Set task 1: Could you write out the part of the Social Security article below between "Home > Social" and "WINTER HAVEN, Fla.", inclusive?

Extract to read:
···
Home > Social Security Crisis: The Trust Fund is Already Empty

Social Security Crisis: The Trust Fund is Already Empty

by Open-Publishing - Saturday 5 February 2005
3 comments

Edito Healthcare USA

WINTER HAVEN, Fla.

Economist and author Allen W. Smith, Ph.D., argues that the biggest obstacle to getting clear debate on the Social Security problem is the misinformation that continues to be spread by the AARP and others who argue that the trust fund holds real assets. "It is amazing how many people, including some Social Security experts, still just don’t get it!" Smith said. "Weisbrot and Baker continue to spread the myth that, ’The Social Security trust fund will have more than $3.7 trillion in today’s dollars in 2018.’ Unless there is a change in policy, the trust fund will not have even $1 of real assets in 2018!"
···
Set task 2: Which lines of the records below contain the string "white"? Pull out each one, treating uppercase and lowercase as different.

Records provided:
···
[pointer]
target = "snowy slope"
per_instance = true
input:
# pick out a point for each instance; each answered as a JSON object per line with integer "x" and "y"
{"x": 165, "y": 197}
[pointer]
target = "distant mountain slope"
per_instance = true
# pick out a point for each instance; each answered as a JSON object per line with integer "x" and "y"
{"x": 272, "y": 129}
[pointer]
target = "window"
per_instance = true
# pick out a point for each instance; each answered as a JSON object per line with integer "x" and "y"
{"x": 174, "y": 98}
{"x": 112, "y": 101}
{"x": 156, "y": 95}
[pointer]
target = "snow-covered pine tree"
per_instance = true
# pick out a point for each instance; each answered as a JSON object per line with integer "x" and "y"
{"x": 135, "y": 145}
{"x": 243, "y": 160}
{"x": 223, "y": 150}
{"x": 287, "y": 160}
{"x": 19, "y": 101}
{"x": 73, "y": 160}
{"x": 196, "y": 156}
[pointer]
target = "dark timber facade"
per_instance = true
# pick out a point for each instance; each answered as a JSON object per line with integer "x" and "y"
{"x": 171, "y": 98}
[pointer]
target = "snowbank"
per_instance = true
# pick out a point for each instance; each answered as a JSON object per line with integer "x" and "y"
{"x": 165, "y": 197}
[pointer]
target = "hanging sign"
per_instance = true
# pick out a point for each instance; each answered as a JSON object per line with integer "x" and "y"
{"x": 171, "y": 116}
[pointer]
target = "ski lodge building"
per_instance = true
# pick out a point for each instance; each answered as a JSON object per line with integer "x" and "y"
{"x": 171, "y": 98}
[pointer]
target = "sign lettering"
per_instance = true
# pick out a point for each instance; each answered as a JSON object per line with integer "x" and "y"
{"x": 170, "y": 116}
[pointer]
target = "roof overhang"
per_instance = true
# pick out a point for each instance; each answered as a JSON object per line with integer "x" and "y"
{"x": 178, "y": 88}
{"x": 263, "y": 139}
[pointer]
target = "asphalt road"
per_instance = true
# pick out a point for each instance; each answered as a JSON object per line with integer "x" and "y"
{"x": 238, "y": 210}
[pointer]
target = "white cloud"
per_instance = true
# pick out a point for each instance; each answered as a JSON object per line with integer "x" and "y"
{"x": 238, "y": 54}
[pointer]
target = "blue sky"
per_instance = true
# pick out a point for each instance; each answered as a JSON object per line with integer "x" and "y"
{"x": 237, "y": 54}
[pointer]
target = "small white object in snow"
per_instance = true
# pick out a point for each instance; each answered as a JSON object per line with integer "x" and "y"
···
Result 1:
Home > Social Security Crisis: The Trust Fund is Already Empty

Social Security Crisis: The Trust Fund is Already Empty

by Open-Publishing - Saturday 5 February 2005
3 comments

Edito Healthcare USA

WINTER HAVEN, Fla.

Result 2:
target = "white cloud"
target = "small white object in snow"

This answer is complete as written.